== Problems to work on ==
• A. In the opinion piece on Ken Paxton's letter to Frisco ISD, how many school districts does Texas have?
• B. What points against the letter does the author make in the paragraph of the Paxton opinion piece that begins "The letter is problematic"? List each one.
• C. Continue the opinion piece on Ken Paxton's letter about the Frisco ISD prayer room, starting after its final sentence.

== Text for analysis ==
------------------------------

Texas State Attorney General Ken Paxton’s office just sent a letter that demonstrates again how deeply Islamophobia has infected Texas state government. You can find an account and copy here: http://www.wfaa.com/news/local/education/paxtons-office-outlines-concerns-over-prayer-room-in-letter-to-frisco-isd/423487833.
The letter is problematic for any number of reasons. First it opens with a falsehood, “Our initial inquiry left several questions unresolved.” The AG’s office contacted no one in the Frisco ISD. Their “inquiry,” as the letter makes clear, consisted entirely of reading an ambiguous sentence in a student newspaper and that’s all. If they had made an inquiry there would have been no letter. Nor, I note, was the letter itself an inquiry. It was an accusation.
The state of Texas has 1437 school districts and many times that number of high schools. Does the AG’s office regularly troll their online student publications for hints of violations religious freedom? The AG himself said this was in response to questions from the public but doesn’t say who, or why these busybodies contacted his office and not the school district. Nor does it say why they were referred back to the district if they had concerns. So why has Paxton chosen to make a big deal of Muslims having a place to pray?
Because there is no basis in fact for the AG’s letter, its citation of relevant statues and rulings is equally purposeless. One can only conclude that it was a political move. But to whom could his letter appeal?

------------------------------

== Record excerpts ==

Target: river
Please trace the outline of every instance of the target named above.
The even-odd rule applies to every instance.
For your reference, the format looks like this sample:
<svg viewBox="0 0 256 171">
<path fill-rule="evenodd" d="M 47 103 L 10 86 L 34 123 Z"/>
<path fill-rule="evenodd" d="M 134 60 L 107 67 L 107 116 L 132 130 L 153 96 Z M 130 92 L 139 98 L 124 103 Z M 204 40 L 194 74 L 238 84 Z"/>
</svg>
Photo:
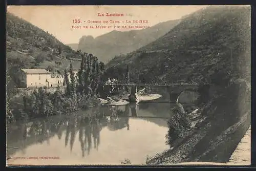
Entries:
<svg viewBox="0 0 256 171">
<path fill-rule="evenodd" d="M 101 106 L 7 127 L 8 165 L 145 164 L 168 149 L 173 104 Z"/>
</svg>

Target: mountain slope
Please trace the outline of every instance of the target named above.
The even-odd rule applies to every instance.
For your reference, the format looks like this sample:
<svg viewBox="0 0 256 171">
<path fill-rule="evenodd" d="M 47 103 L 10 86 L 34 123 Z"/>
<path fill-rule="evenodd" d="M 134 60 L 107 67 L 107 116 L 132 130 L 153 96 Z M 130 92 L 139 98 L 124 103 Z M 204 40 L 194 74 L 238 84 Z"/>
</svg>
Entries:
<svg viewBox="0 0 256 171">
<path fill-rule="evenodd" d="M 78 49 L 78 44 L 66 44 L 66 45 L 71 47 L 73 50 L 77 50 Z"/>
<path fill-rule="evenodd" d="M 25 20 L 7 14 L 6 70 L 9 84 L 18 86 L 17 73 L 22 68 L 59 70 L 80 67 L 77 52 L 65 45 L 52 35 Z"/>
<path fill-rule="evenodd" d="M 200 10 L 156 41 L 115 57 L 108 67 L 125 69 L 129 65 L 132 81 L 142 81 L 139 78 L 143 77 L 147 82 L 210 82 L 215 71 L 234 70 L 237 76 L 247 74 L 249 79 L 249 11 L 242 7 Z"/>
<path fill-rule="evenodd" d="M 154 41 L 178 22 L 178 20 L 163 22 L 149 29 L 140 30 L 114 30 L 95 38 L 92 36 L 83 36 L 79 40 L 78 48 L 83 52 L 95 54 L 99 60 L 106 62 L 116 55 L 133 52 Z"/>
<path fill-rule="evenodd" d="M 131 82 L 203 82 L 213 90 L 210 95 L 201 94 L 205 99 L 198 105 L 194 127 L 181 123 L 193 123 L 181 119 L 189 114 L 174 115 L 166 136 L 170 148 L 147 164 L 228 161 L 250 124 L 250 14 L 249 6 L 206 8 L 108 64 L 109 75 L 119 80 L 122 73 L 113 71 L 125 72 L 128 65 Z"/>
</svg>

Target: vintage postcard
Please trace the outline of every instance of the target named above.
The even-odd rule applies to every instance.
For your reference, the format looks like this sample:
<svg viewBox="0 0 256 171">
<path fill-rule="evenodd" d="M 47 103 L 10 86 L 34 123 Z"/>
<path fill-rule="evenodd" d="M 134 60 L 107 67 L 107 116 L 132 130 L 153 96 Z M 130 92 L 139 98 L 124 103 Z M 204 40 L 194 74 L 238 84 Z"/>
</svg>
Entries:
<svg viewBox="0 0 256 171">
<path fill-rule="evenodd" d="M 250 6 L 9 6 L 6 165 L 250 165 Z"/>
</svg>

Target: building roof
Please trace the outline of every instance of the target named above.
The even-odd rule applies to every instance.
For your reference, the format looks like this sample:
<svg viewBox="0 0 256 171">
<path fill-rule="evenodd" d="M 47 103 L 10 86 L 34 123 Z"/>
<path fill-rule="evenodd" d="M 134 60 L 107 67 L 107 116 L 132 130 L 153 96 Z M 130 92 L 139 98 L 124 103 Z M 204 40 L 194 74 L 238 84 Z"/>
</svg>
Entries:
<svg viewBox="0 0 256 171">
<path fill-rule="evenodd" d="M 22 69 L 21 70 L 26 74 L 51 74 L 49 71 L 45 69 Z"/>
</svg>

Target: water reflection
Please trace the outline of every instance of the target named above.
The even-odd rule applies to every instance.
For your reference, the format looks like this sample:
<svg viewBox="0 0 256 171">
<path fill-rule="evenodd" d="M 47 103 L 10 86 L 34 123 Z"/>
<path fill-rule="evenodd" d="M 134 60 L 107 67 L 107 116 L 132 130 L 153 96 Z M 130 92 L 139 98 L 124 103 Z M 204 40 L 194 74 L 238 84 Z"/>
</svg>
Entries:
<svg viewBox="0 0 256 171">
<path fill-rule="evenodd" d="M 79 142 L 81 152 L 80 156 L 84 158 L 86 156 L 90 155 L 92 149 L 95 149 L 96 151 L 98 151 L 101 143 L 100 134 L 103 128 L 105 127 L 109 131 L 114 132 L 123 129 L 125 130 L 127 133 L 131 131 L 130 124 L 130 121 L 132 119 L 131 117 L 141 117 L 142 118 L 139 119 L 140 120 L 154 123 L 154 124 L 151 126 L 153 126 L 153 128 L 154 126 L 164 126 L 164 131 L 158 131 L 156 127 L 154 129 L 156 134 L 160 135 L 159 137 L 163 140 L 162 144 L 158 144 L 156 147 L 164 148 L 166 147 L 164 144 L 164 136 L 167 129 L 167 119 L 156 117 L 170 117 L 172 114 L 170 114 L 169 105 L 170 104 L 167 103 L 148 105 L 141 103 L 139 105 L 132 104 L 119 106 L 104 106 L 95 108 L 89 111 L 81 111 L 69 116 L 55 116 L 48 118 L 36 119 L 29 122 L 19 123 L 7 128 L 8 133 L 7 134 L 7 153 L 9 156 L 15 156 L 18 151 L 21 151 L 23 155 L 30 155 L 30 154 L 26 153 L 26 149 L 30 146 L 37 143 L 45 145 L 44 145 L 45 142 L 46 142 L 47 145 L 48 146 L 56 145 L 50 141 L 53 137 L 56 137 L 57 139 L 65 142 L 65 148 L 69 147 L 71 153 L 73 153 L 72 151 L 75 146 L 75 142 Z M 164 109 L 166 109 L 165 111 Z M 159 111 L 159 109 L 161 109 L 161 111 Z M 134 123 L 136 120 L 133 119 Z M 133 124 L 133 125 L 134 127 L 135 125 L 136 127 L 134 127 L 133 130 L 132 130 L 133 131 L 132 134 L 128 134 L 131 138 L 130 141 L 134 141 L 134 135 L 139 132 L 138 129 L 140 129 L 139 130 L 141 130 L 141 132 L 139 133 L 142 133 L 143 135 L 146 135 L 147 138 L 152 139 L 152 141 L 157 140 L 155 140 L 153 136 L 151 137 L 150 134 L 147 133 L 148 131 L 150 131 L 150 131 L 152 131 L 143 129 L 143 124 Z M 105 131 L 104 134 L 106 134 Z M 122 134 L 123 134 L 123 136 L 126 136 L 126 133 Z M 119 135 L 117 135 L 118 136 Z M 141 141 L 144 140 L 137 140 Z M 109 142 L 104 143 L 116 143 L 114 140 L 110 138 L 108 141 Z M 116 143 L 119 143 L 120 146 L 124 145 L 122 144 L 121 142 Z M 145 151 L 154 150 L 154 148 L 152 149 L 148 148 Z M 130 151 L 129 149 L 125 149 L 125 147 L 123 150 Z M 155 152 L 159 151 L 158 150 Z M 143 155 L 146 156 L 147 155 L 147 153 Z"/>
</svg>

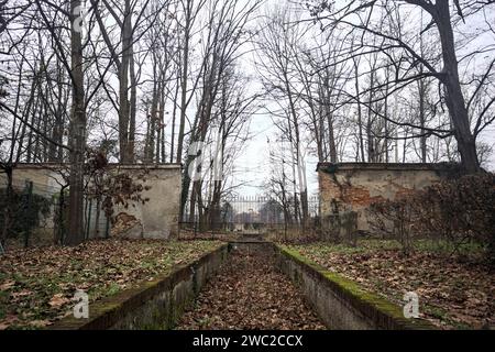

------------------------------

== Answers given ==
• A. 1437

• B.
- The letter opens with a falsehood: "Our initial inquiry left several questions unresolved."
- The attorney general's office contacted no one in the Frisco ISD.
- The office's "inquiry" consisted entirely of reading an ambiguous sentence in a student newspaper.
- If the office had made an inquiry, there would have been no letter.
- The letter itself was not an inquiry but an accusation.

• C.
It seems to me to appeal to conservative, white, Christians who are finding that even North Dallas and its suburbs cannot shield them from the reality of social change. And with that social change has come a real and dramatic challenge to their faith.
When you believe that your religion was chosen by God to lead the world toward God’s Kingdom it is hard to accept it when you find that your religion must allow room for anyone else’s views and goals. Any diminution of your influence and power in society is contradictory to your self understanding as a person of faith. There might be temporary setbacks at the local level to be sure. But the gradual withdrawal of Christian religious influence from society as a whole (which is palpably obvious even in a religious bubble like North Texas) is simply unacceptable to many Christians. It calls into question everything about who they are and the divine destiny of their community. And it is this sense of disorientation that creates the political environment to which Paxton is responding. Frisco is just the excuse, not the reason for the letter.
A conservative Catholic like Ron Dreyer may sketch out the possibility of Christians simply climbing back into their boats and rowing further from land as the sea of faith recedes. (See Ron Dreyer’s recent book The Benedict Option and his multiple related blogs: http://www.theamericanconservative.com/dreher-tags/benedict-option/) And that may make sense for Catholics and Anabaptists who have seen their share of marginalization. But I doubt that Dreyer’s path can appeal to American Protestants who have fervently believed in their manifest destiny of turning the entire world to Christ and Democracy in order to usher in the return of Christ. For them simply pulling back (or watching society recede from their vision) is a profound admission of defeat.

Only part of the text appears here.